**Questions**
• 1. Using only the interview with Luke Barnett about his film, decide whether each statement agrees with it: (a) Jason Alexander plays the CEO of a weight loss tea pyramid scheme; (b) Jason Alexander often changed the wording of the script; (c) Margaret Cho reached out because of the controversy. Answer yes or no for each, and quote the words from the interview that decide it.
• 2. Write what comes next in the interview with Luke Barnett about his film, starting after its final sentence.

**Text provided**

—————

Jason Alexander has a minor role in the film. Did you ever think in a million years that you would be starring in a film with George Costanza?
Luke Barnett: My G-d. No. His role is minor in the sense that he’s kind of sprinkled throughout the film until he becomes pivotal, but once that happens, I think his role is incredibly important. He plays the CEO of a weight loss tea pyramid scheme my character is in, and in a way, his character is G-d to my character, and we get to explore the idea of believing in something blindly in a weird, comedic way.
We had an Excel sheet for casting, and Jason was up and the top for “Nicky Steele,” and I’ll never forget our executive producer leaving a note next to his name that said “perfect, but impossible.” Which I 100% agreed with. Until he said yes.
But seriously though, what was it like to work with the Seinfeld star?
Luke Barnett: Jason was a dream. Nicest guy in the world, incredibly generous, and without a doubt one of the most talented people I’ve gotten to work with. I learned a lot. He never really changed a word of the script, but would bring something different every single take. Truly a next level actor.
Any fun stories from working with Jason?
Luke Barnett: It was originally written that his character slams me into a wall, but the house we were shooting at was a little odd so it wasn’t feeling natural. At one point he pulled me aside and said “what if it was like my character took one community college self defense class, and my immediate reaction is to kick you in the balls.” We tried it and everyone lost their mind. So, that’s now on camera for my grandkids to see.
This film garnered some controversy from conservative outlets such as Fox News and Breitbart even though they didn’t see the film. How does this make you feel?
Luke Barnett: I mean, at first it was awesome. Because I can’t stand FOX News. But then it kind of became, “wait, we aren’t making a movie that bashes belief,” so it was frustrating. But we ultimately decided to use it to our advantage, even going as far as cutting a teaser trailer with us reading comments from their articles. So, at the end of they day, I’m glad they got some more eyes on our little movie.
My understanding is that Margaret Cho reached out because of that?
Luke Barnett: She didn’t reach out because of that, but when we went to offer her the role, we found out she’d heard of the movie. Which says a lot for how small of a movie this is.

—————

**Provided material**

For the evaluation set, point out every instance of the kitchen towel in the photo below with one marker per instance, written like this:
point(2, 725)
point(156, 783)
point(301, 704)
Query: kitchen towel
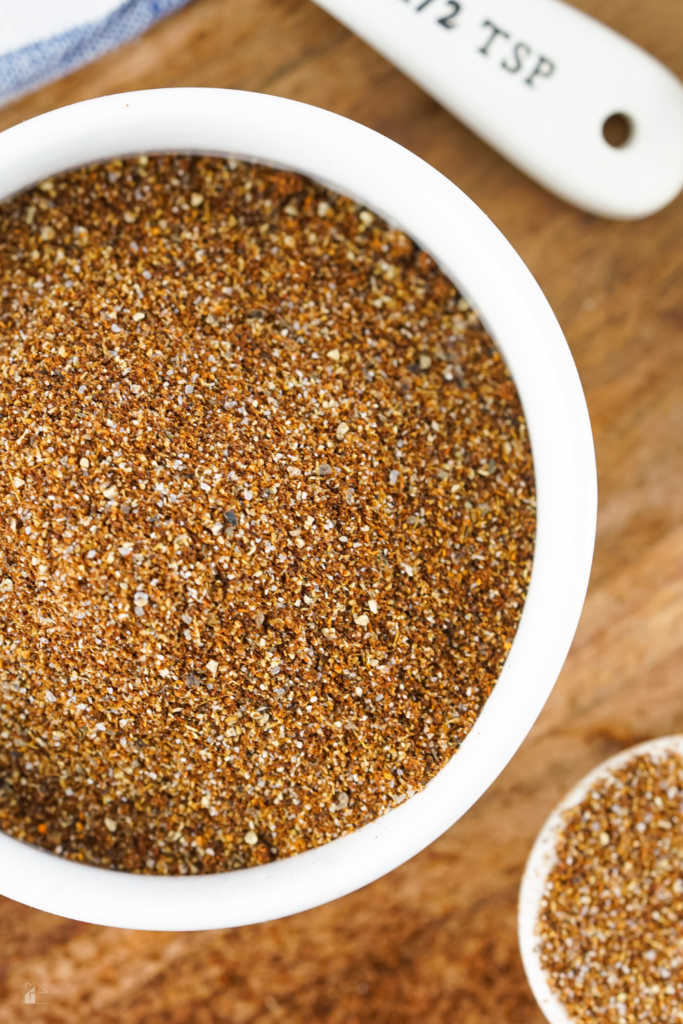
point(41, 40)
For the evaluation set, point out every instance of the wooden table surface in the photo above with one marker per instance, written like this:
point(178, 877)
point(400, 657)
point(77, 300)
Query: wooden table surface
point(434, 942)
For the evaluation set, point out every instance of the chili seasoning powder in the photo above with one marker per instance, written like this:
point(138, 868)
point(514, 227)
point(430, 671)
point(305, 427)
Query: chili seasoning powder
point(610, 923)
point(266, 510)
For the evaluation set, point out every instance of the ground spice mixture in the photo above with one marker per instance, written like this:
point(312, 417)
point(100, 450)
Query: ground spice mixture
point(266, 515)
point(611, 923)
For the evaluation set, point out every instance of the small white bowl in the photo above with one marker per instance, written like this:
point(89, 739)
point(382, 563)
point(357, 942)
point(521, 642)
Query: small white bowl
point(411, 195)
point(543, 858)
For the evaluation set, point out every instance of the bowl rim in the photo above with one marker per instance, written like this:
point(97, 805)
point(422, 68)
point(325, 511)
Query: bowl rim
point(543, 858)
point(409, 194)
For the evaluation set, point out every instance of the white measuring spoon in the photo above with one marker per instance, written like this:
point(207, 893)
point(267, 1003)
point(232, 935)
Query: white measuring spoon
point(539, 80)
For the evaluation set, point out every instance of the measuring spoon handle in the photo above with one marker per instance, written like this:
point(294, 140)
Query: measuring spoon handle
point(540, 80)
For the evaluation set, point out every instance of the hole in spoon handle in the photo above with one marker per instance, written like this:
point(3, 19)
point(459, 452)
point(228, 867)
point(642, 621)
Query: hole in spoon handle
point(543, 83)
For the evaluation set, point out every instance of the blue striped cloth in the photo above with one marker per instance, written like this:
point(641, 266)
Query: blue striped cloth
point(41, 40)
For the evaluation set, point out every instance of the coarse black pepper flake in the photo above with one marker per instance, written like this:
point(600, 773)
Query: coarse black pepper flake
point(258, 574)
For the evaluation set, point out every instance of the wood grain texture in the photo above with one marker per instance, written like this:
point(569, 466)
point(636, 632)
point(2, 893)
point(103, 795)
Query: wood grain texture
point(434, 942)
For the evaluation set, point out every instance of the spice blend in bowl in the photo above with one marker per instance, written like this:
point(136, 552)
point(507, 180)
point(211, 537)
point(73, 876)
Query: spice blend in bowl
point(609, 922)
point(266, 508)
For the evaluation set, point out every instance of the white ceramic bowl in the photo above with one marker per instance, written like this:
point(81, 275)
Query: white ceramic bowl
point(410, 194)
point(543, 858)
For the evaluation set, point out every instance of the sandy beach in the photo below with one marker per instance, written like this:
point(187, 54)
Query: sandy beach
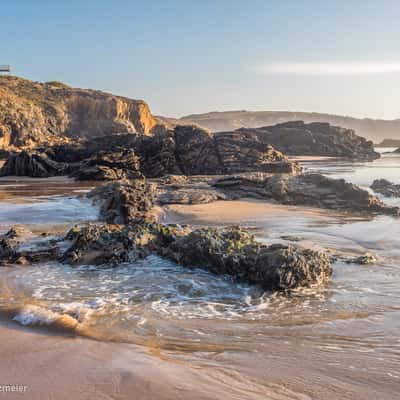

—————

**Outputs by task**
• 1.
(a) Yes: "He plays the CEO of a weight loss tea pyramid scheme my character is in"
(b) No: "He never really changed a word of the script"
(c) No: "She didn’t reach out because of that"

• 2.
There are a number of other notable actors here. When you’re shooting a small indie film, how do you fit everyone into the production schedule?
Luke Barnett: I think the key things for casting notable people in tiny movies are to offer them roles they don’t often play, and to really respect their time. If someone plays a cop on a TV show and in big studio movies, he’s not going to want to play another cop for little money and for a big time commitment. But you offer someone who always plays a cop the chance to do something weird in your comedy and it only requires a few days, you never know.
How has the pandemic affected you in terms of creativity?
Luke Barnett: The first however many months I decided to intentionally focus on family (I have a one year old) and not feel any pressure to write the next great American novel. That said, I got antsy around July and Tanner and I decided to write a new script. So, we’re on draft four of what will hopefully be our next project, and I’m pretty excited about it.
What do you want people to take away from watching the film?
Luke Barnett: Honestly, I’m just happy to be putting on something that (hopefully) makes people feel good at a time that a lot of people aren’t feeling so good. It’s got a solid half hour of people walking around in green screen suits, George Costanza as a pyramid scheme CEO, and a song about a massive cross in a guy’s apartment. So, hopefully it brings some laughs and if it makes people think beyond that, it’s just icing on the cake.